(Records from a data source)
· · · · ·
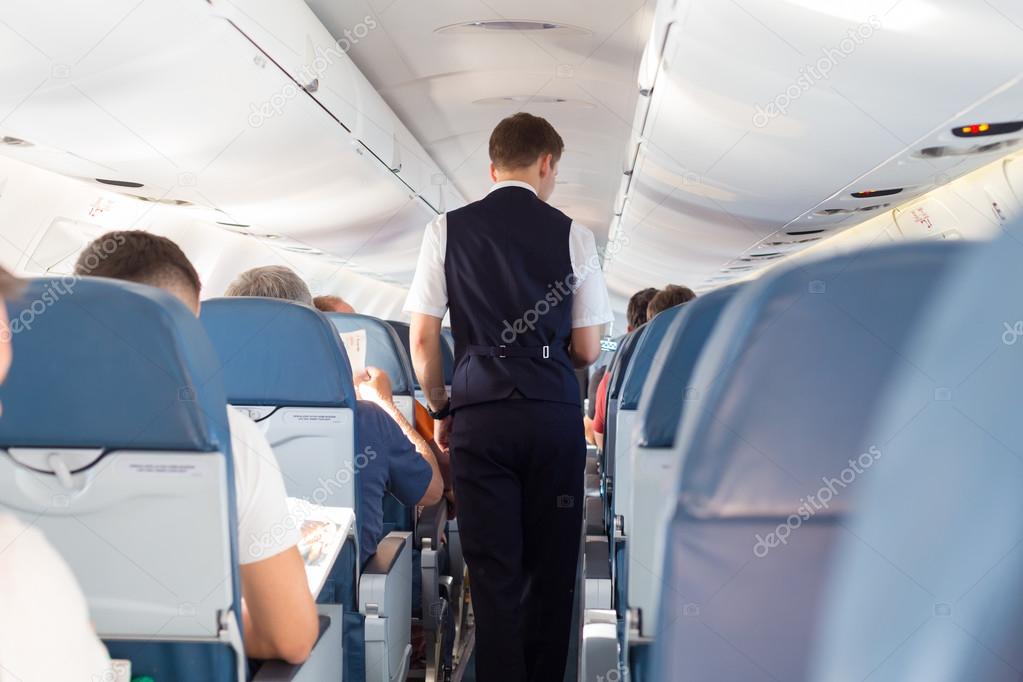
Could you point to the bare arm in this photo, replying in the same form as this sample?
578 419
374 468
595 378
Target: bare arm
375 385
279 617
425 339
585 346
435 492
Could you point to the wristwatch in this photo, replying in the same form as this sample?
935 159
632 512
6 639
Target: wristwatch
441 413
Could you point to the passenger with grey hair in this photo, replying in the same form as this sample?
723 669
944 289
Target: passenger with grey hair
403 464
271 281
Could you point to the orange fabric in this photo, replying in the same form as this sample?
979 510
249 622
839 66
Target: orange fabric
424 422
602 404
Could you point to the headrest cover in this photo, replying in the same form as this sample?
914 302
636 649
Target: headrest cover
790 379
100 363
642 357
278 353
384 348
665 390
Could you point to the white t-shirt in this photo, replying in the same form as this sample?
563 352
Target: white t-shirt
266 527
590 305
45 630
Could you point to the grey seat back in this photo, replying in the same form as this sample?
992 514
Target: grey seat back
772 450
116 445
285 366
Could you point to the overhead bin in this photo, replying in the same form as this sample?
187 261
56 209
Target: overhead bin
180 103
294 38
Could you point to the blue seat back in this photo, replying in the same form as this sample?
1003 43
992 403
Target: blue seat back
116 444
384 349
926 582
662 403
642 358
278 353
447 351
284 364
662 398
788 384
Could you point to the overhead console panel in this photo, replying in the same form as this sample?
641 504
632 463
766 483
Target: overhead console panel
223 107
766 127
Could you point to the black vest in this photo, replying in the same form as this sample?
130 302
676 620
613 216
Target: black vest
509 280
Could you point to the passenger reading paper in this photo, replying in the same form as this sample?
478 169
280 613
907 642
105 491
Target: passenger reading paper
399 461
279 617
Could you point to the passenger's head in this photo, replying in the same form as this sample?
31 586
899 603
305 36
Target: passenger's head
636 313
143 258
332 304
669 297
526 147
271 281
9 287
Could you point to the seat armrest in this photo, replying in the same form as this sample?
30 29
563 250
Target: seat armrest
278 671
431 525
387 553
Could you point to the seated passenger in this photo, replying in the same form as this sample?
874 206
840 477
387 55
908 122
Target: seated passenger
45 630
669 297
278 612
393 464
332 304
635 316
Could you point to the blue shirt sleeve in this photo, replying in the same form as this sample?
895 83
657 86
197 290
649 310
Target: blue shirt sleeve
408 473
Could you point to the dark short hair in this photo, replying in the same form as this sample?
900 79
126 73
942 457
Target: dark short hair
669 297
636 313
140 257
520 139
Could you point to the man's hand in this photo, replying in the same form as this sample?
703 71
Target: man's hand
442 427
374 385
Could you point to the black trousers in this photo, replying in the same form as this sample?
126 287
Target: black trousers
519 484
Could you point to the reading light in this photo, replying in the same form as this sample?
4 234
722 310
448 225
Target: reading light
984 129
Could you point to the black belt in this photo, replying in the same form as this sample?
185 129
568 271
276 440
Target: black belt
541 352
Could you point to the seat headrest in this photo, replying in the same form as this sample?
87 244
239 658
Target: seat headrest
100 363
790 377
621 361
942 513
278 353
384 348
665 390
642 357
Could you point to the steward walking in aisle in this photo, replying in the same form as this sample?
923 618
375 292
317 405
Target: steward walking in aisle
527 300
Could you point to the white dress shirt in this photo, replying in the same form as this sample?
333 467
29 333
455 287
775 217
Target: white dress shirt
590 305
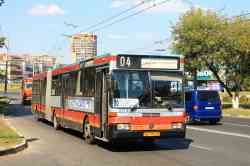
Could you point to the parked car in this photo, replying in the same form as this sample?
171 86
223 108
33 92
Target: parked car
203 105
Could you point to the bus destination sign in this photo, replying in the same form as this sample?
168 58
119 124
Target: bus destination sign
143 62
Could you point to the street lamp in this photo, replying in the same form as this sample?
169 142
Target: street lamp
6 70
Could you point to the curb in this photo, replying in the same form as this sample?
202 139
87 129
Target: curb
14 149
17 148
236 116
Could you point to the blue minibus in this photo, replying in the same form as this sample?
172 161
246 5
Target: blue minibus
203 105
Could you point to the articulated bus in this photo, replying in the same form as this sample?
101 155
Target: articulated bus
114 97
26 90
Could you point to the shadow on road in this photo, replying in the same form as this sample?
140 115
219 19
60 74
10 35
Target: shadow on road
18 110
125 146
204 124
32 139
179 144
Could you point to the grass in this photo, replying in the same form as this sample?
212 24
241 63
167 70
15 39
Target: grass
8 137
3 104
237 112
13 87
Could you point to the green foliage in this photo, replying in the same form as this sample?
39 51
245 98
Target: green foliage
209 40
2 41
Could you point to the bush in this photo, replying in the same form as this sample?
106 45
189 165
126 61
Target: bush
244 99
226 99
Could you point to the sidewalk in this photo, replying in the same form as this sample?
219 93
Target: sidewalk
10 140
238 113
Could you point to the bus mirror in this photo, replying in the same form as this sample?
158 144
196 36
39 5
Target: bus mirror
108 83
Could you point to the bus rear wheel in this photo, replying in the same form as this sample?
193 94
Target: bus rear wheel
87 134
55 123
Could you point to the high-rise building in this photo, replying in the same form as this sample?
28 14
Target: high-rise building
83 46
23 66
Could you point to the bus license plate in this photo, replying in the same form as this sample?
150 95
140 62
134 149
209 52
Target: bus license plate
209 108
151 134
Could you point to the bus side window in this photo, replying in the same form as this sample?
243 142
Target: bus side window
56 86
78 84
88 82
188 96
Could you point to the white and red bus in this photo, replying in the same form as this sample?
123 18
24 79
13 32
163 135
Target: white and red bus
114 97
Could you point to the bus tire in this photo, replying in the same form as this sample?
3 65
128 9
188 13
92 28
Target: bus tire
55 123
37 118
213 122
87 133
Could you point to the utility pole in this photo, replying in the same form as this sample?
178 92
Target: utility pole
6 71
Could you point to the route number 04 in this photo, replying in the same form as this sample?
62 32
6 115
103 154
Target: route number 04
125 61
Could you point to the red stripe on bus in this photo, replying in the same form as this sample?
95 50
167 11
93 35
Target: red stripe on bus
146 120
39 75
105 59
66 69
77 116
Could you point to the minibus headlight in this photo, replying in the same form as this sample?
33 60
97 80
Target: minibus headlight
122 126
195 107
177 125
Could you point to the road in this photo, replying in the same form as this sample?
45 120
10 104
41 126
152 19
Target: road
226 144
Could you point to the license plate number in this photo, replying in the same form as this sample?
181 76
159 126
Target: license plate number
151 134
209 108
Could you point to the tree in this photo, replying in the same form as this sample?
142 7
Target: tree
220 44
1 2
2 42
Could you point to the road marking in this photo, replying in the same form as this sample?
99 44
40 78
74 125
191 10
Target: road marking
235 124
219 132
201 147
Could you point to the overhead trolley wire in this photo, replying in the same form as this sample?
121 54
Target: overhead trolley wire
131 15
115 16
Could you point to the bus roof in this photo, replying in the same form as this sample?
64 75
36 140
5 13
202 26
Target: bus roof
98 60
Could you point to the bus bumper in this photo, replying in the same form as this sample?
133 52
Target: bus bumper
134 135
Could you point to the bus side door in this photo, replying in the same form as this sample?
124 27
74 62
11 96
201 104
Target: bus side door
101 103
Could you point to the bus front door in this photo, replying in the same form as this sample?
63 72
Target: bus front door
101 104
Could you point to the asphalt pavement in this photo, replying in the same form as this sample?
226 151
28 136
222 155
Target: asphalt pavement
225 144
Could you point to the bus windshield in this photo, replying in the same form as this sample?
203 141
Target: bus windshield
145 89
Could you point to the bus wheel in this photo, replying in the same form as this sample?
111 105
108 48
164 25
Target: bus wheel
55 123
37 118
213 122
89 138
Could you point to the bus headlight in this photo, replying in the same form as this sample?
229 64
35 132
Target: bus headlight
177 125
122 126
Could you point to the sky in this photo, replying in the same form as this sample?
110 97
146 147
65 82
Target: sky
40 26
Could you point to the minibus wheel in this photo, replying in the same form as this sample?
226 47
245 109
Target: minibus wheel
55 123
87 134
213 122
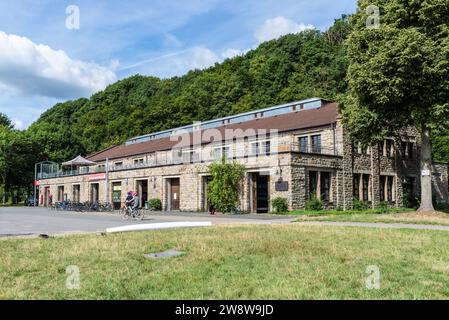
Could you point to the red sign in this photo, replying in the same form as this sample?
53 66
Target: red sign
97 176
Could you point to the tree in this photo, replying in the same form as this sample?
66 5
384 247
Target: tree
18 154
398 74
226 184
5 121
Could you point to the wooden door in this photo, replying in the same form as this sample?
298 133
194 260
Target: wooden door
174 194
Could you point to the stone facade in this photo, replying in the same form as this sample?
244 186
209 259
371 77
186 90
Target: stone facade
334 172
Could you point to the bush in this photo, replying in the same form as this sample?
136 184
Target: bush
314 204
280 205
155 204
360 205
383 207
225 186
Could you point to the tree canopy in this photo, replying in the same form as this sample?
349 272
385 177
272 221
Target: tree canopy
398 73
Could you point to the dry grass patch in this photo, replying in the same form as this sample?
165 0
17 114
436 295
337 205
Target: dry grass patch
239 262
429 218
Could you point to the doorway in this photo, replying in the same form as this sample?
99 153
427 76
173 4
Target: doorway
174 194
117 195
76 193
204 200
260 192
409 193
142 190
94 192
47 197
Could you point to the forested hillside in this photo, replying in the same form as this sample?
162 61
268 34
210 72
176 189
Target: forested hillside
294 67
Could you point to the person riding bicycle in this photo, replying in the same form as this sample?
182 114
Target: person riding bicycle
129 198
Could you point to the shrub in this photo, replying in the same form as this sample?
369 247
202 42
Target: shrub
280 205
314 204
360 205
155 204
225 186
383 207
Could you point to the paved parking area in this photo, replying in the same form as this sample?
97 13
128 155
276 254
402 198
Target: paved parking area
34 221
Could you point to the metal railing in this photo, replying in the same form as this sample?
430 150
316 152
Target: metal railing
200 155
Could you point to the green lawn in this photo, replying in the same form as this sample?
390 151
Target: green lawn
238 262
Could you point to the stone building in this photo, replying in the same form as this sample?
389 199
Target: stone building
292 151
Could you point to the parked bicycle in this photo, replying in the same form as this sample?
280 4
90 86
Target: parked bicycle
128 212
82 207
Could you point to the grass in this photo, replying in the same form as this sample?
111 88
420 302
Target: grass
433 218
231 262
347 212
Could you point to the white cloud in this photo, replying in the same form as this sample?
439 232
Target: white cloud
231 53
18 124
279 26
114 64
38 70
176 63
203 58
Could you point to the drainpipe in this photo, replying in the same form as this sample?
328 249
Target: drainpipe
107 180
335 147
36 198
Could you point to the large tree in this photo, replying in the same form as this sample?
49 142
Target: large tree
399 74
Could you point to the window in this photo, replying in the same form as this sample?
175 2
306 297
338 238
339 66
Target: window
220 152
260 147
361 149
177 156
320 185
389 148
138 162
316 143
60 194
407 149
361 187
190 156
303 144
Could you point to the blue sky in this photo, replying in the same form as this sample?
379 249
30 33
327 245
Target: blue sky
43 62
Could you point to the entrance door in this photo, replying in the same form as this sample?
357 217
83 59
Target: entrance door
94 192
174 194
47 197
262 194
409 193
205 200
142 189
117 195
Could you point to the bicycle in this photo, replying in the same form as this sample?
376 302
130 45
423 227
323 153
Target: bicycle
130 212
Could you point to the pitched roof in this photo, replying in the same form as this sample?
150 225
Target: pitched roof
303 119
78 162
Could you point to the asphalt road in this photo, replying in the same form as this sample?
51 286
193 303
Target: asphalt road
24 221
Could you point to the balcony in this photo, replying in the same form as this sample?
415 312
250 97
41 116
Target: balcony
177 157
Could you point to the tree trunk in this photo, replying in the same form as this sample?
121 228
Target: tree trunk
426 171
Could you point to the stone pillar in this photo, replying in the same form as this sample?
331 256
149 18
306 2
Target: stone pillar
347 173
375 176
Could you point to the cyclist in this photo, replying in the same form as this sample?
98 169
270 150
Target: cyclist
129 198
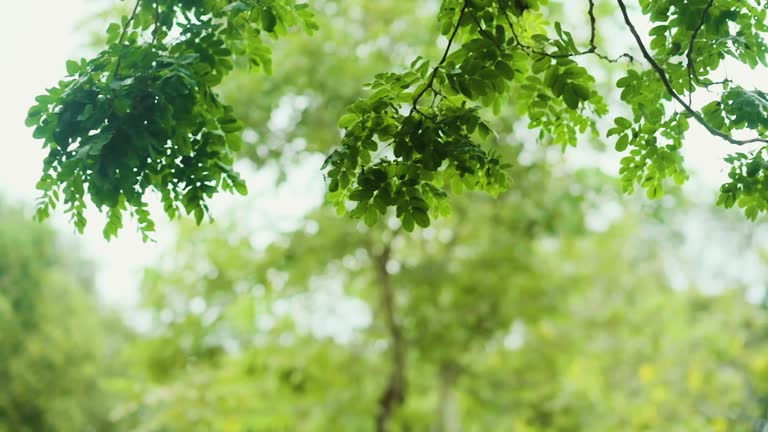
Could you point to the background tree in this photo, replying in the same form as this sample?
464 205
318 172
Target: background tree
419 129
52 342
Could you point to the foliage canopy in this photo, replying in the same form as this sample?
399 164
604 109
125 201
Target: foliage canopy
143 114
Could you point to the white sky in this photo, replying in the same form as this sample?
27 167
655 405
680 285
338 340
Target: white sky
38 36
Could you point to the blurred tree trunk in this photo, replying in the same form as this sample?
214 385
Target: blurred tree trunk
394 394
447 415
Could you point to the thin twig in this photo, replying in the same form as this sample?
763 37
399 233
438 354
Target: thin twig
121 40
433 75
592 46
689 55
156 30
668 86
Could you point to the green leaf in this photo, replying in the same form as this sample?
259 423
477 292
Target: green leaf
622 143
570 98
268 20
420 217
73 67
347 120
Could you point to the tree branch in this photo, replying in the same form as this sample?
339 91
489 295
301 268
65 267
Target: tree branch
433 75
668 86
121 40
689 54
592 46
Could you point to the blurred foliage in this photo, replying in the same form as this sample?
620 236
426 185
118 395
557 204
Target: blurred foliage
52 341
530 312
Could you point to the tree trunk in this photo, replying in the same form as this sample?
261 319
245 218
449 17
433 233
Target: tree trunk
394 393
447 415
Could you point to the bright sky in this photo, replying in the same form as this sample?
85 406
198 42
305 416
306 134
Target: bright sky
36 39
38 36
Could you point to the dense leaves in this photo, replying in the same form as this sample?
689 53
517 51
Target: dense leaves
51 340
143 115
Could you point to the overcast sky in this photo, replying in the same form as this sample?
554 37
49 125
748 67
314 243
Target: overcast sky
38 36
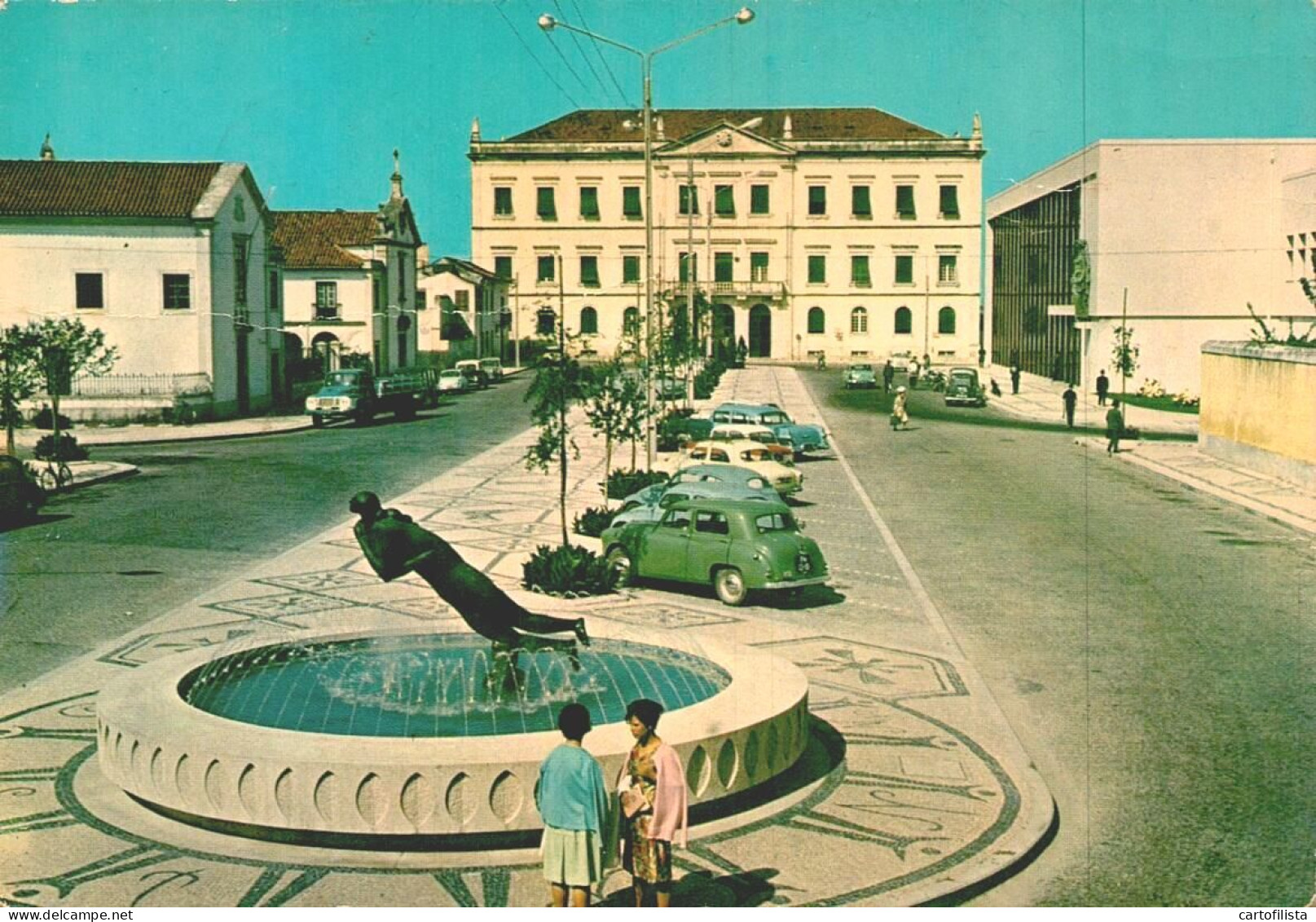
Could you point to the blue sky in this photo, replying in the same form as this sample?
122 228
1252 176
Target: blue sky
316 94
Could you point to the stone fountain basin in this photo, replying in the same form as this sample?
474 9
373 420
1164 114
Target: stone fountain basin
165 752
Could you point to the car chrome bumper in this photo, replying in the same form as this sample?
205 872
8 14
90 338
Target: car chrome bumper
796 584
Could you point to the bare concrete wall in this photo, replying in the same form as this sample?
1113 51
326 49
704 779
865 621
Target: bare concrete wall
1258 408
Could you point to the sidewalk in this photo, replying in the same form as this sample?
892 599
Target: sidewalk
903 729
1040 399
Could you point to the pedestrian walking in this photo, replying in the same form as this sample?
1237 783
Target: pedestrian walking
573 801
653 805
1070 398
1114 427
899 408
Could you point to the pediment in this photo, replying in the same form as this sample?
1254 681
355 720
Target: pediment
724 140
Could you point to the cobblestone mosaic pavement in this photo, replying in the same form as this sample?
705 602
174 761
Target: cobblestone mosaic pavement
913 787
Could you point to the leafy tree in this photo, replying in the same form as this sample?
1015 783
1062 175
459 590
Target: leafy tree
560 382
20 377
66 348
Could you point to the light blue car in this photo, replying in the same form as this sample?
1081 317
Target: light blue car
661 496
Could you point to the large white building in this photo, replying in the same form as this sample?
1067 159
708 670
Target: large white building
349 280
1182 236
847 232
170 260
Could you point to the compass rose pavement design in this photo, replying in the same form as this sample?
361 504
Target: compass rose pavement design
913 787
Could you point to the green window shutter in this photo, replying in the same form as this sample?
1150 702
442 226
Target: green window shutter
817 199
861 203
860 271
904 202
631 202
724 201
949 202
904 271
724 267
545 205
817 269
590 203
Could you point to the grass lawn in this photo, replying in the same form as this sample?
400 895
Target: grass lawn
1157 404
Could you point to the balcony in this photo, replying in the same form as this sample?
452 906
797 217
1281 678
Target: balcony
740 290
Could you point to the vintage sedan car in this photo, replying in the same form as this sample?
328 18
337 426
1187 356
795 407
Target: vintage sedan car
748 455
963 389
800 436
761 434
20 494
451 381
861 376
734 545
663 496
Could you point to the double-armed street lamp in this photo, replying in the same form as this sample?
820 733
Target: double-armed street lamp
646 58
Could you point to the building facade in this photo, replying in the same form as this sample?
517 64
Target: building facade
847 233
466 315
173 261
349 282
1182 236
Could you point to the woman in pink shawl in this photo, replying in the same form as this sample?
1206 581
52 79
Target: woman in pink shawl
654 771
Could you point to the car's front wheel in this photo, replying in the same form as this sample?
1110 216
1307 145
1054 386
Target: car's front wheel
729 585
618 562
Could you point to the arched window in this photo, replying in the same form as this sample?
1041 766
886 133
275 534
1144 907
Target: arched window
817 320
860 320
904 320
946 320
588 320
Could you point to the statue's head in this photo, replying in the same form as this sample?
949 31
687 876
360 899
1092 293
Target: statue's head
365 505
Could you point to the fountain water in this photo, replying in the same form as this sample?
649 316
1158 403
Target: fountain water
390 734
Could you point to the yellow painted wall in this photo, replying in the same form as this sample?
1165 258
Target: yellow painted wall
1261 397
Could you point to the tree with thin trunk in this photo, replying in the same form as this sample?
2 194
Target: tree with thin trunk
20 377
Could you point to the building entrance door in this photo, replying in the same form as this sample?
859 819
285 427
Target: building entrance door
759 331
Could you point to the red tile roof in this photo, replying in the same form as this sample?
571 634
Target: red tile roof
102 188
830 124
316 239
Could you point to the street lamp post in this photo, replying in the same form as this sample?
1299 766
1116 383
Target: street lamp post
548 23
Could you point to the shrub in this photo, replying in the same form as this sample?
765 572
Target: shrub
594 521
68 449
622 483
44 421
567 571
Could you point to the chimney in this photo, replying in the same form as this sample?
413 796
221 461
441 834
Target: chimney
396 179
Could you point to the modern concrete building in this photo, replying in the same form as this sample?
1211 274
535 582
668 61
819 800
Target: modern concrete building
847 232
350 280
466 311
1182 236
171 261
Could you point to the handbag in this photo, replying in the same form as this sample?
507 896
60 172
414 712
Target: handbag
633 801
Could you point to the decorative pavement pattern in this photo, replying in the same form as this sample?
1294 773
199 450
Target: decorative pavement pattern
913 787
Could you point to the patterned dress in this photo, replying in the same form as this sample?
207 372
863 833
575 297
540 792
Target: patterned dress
· · · · ·
For each line in the records that holds "patterned", show that line as it stands.

**ANSWER TO THIS PROBLEM:**
Could you point to the patterned dress in this photo, replying in the same form as this sample?
Target: patterned dress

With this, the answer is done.